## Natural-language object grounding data
....................

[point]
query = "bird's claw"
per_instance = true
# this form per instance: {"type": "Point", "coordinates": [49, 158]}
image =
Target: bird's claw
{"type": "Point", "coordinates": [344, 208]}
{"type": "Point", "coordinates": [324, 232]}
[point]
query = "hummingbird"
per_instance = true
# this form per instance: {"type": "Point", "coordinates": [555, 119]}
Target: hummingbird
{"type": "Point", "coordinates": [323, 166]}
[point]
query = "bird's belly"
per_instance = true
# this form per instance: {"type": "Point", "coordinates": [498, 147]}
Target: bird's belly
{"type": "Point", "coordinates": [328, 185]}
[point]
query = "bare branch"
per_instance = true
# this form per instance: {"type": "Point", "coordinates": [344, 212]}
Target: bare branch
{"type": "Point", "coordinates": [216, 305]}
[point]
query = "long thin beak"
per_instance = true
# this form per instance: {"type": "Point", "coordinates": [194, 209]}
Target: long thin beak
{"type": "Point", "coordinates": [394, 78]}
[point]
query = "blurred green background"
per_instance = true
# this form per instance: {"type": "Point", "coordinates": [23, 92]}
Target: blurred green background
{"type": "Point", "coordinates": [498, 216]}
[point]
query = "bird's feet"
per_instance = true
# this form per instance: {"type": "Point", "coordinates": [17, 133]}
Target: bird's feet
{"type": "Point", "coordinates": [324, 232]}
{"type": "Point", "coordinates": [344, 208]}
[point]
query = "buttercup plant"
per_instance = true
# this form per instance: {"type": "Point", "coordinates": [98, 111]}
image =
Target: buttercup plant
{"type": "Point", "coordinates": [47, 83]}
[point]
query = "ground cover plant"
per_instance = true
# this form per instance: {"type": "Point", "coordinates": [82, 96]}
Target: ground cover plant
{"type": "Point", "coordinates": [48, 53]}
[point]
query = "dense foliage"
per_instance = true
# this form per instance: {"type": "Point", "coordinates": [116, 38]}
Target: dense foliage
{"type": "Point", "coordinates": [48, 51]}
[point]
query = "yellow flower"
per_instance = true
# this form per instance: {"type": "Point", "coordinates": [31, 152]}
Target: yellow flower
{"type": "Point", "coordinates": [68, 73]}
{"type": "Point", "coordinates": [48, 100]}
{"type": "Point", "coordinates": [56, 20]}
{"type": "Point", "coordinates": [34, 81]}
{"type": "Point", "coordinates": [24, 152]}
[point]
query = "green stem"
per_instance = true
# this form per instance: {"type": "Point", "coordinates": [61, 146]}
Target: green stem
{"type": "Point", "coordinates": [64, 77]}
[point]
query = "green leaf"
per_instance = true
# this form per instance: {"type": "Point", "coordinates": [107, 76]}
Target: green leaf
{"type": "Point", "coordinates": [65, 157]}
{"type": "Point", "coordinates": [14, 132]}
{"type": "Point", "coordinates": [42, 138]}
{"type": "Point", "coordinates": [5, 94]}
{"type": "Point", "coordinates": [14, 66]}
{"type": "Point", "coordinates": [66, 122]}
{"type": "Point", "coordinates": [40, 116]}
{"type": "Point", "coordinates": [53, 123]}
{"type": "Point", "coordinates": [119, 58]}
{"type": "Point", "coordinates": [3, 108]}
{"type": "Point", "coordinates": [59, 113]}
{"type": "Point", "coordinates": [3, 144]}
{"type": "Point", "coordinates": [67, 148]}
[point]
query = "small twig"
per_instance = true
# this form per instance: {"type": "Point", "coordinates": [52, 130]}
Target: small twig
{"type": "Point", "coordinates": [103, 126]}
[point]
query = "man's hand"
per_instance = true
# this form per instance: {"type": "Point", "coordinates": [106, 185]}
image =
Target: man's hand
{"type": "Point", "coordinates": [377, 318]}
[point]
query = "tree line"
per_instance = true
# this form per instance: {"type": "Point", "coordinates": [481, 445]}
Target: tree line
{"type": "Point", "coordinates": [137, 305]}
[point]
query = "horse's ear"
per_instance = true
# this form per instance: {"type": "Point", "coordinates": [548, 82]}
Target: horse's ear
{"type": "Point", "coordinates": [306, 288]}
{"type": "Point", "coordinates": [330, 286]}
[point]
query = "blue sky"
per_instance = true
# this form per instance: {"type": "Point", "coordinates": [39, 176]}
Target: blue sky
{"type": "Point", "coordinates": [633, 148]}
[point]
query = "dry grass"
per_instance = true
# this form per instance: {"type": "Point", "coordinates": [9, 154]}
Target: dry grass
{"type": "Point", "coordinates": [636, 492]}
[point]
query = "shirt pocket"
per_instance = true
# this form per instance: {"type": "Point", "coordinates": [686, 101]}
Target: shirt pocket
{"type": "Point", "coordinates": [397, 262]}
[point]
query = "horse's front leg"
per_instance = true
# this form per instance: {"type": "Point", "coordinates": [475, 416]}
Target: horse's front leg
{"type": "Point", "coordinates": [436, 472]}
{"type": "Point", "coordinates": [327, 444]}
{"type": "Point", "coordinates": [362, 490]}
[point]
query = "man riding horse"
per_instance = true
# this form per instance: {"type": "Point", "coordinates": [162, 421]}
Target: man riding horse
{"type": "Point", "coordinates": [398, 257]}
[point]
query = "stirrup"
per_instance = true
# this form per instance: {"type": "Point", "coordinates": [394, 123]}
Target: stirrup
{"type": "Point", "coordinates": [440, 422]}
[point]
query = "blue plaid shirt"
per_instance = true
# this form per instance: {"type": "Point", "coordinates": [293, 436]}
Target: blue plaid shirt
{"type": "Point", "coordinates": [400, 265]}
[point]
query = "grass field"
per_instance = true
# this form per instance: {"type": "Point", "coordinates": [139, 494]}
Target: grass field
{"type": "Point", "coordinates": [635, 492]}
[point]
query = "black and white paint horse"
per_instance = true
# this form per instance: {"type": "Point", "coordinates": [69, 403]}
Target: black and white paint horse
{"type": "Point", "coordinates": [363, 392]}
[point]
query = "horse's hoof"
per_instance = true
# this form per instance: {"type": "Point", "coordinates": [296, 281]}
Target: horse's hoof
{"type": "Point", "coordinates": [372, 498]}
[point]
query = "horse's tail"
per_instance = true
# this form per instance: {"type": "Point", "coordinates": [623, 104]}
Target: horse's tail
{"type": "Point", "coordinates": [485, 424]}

....................

## WHAT IS REQUIRED
Please copy out every line shown above, exactly.

## EXPECTED ANSWER
[point]
query = "bird's claw"
per_instance = true
# this form per instance: {"type": "Point", "coordinates": [49, 158]}
image =
Target: bird's claw
{"type": "Point", "coordinates": [344, 208]}
{"type": "Point", "coordinates": [324, 232]}
[point]
query = "hummingbird"
per_instance = true
# this form per instance: {"type": "Point", "coordinates": [555, 119]}
Target: hummingbird
{"type": "Point", "coordinates": [323, 166]}
[point]
query = "bird's belly"
per_instance = true
# this form per instance: {"type": "Point", "coordinates": [498, 147]}
Target: bird's belly
{"type": "Point", "coordinates": [328, 185]}
[point]
query = "bare branch"
per_instance = true
# this form per instance: {"type": "Point", "coordinates": [344, 212]}
Target: bare branch
{"type": "Point", "coordinates": [216, 305]}
[point]
query = "long thin beak"
per_instance = true
# this form per instance: {"type": "Point", "coordinates": [194, 209]}
Target: long thin beak
{"type": "Point", "coordinates": [394, 78]}
[point]
query = "blurred green background"
per_instance = true
# this form per instance: {"type": "Point", "coordinates": [23, 92]}
Target: blurred green background
{"type": "Point", "coordinates": [498, 216]}
[point]
query = "bird's feet"
per_instance = true
# this form per instance: {"type": "Point", "coordinates": [17, 133]}
Target: bird's feet
{"type": "Point", "coordinates": [324, 232]}
{"type": "Point", "coordinates": [344, 208]}
[point]
query = "buttercup plant"
per_instance = true
# this form per instance: {"type": "Point", "coordinates": [98, 111]}
image =
Target: buttercup plant
{"type": "Point", "coordinates": [47, 83]}
[point]
query = "ground cover plant"
per_instance = true
# this form per instance: {"type": "Point", "coordinates": [82, 96]}
Target: ground cover plant
{"type": "Point", "coordinates": [48, 53]}
[point]
query = "dense foliage"
per_instance = true
# this form per instance: {"type": "Point", "coordinates": [116, 38]}
Target: dense foliage
{"type": "Point", "coordinates": [48, 51]}
[point]
query = "yellow flower"
per_instance = true
# this form per instance: {"type": "Point", "coordinates": [31, 152]}
Target: yellow flower
{"type": "Point", "coordinates": [68, 73]}
{"type": "Point", "coordinates": [48, 100]}
{"type": "Point", "coordinates": [56, 20]}
{"type": "Point", "coordinates": [34, 81]}
{"type": "Point", "coordinates": [24, 152]}
[point]
query = "green stem"
per_instance = true
# this form per instance: {"type": "Point", "coordinates": [61, 146]}
Target: green stem
{"type": "Point", "coordinates": [64, 77]}
[point]
query = "green leaf"
per_instance = true
# this form per instance: {"type": "Point", "coordinates": [107, 76]}
Target: green leaf
{"type": "Point", "coordinates": [65, 157]}
{"type": "Point", "coordinates": [14, 132]}
{"type": "Point", "coordinates": [42, 138]}
{"type": "Point", "coordinates": [5, 94]}
{"type": "Point", "coordinates": [14, 66]}
{"type": "Point", "coordinates": [66, 122]}
{"type": "Point", "coordinates": [40, 116]}
{"type": "Point", "coordinates": [53, 123]}
{"type": "Point", "coordinates": [119, 58]}
{"type": "Point", "coordinates": [3, 108]}
{"type": "Point", "coordinates": [59, 113]}
{"type": "Point", "coordinates": [3, 144]}
{"type": "Point", "coordinates": [67, 148]}
[point]
query = "small twig"
per_instance = true
# this form per instance: {"type": "Point", "coordinates": [52, 130]}
Target: small twig
{"type": "Point", "coordinates": [103, 126]}
[point]
query = "man's hand"
per_instance = true
# this form per instance: {"type": "Point", "coordinates": [106, 185]}
image =
Target: man's hand
{"type": "Point", "coordinates": [377, 318]}
[point]
query = "tree line"
per_instance = true
# this form per instance: {"type": "Point", "coordinates": [481, 445]}
Target: tree line
{"type": "Point", "coordinates": [137, 305]}
[point]
query = "horse's ear"
per_instance = true
# this form per instance: {"type": "Point", "coordinates": [548, 82]}
Target: horse's ear
{"type": "Point", "coordinates": [306, 288]}
{"type": "Point", "coordinates": [330, 286]}
[point]
query = "blue sky"
per_instance = true
# this form per instance: {"type": "Point", "coordinates": [39, 176]}
Target: blue sky
{"type": "Point", "coordinates": [633, 148]}
[point]
query = "dry grass"
per_instance = true
# this form per instance: {"type": "Point", "coordinates": [9, 154]}
Target: dry grass
{"type": "Point", "coordinates": [636, 492]}
[point]
query = "shirt pocket"
per_instance = true
# this form per instance: {"type": "Point", "coordinates": [686, 101]}
Target: shirt pocket
{"type": "Point", "coordinates": [397, 262]}
[point]
query = "horse's front leg"
per_instance = true
# this form per instance: {"type": "Point", "coordinates": [475, 416]}
Target: horse's front leg
{"type": "Point", "coordinates": [436, 472]}
{"type": "Point", "coordinates": [327, 444]}
{"type": "Point", "coordinates": [362, 490]}
[point]
query = "man riding horse"
per_instance = true
# this form per instance: {"type": "Point", "coordinates": [162, 421]}
Target: man riding horse
{"type": "Point", "coordinates": [398, 257]}
[point]
query = "stirrup"
per_instance = true
# this form per instance: {"type": "Point", "coordinates": [394, 123]}
Target: stirrup
{"type": "Point", "coordinates": [440, 422]}
[point]
query = "blue plaid shirt"
per_instance = true
# this form per instance: {"type": "Point", "coordinates": [293, 436]}
Target: blue plaid shirt
{"type": "Point", "coordinates": [400, 265]}
[point]
query = "grass field"
per_instance = true
# this form per instance: {"type": "Point", "coordinates": [139, 494]}
Target: grass field
{"type": "Point", "coordinates": [635, 492]}
[point]
query = "black and white paint horse"
per_instance = true
# this form per instance: {"type": "Point", "coordinates": [69, 403]}
Target: black and white paint horse
{"type": "Point", "coordinates": [363, 392]}
[point]
query = "horse's hoof"
per_instance = true
# this form per instance: {"type": "Point", "coordinates": [296, 281]}
Target: horse's hoof
{"type": "Point", "coordinates": [372, 498]}
[point]
query = "horse's tail"
per_instance = true
# this form per instance: {"type": "Point", "coordinates": [623, 104]}
Target: horse's tail
{"type": "Point", "coordinates": [485, 424]}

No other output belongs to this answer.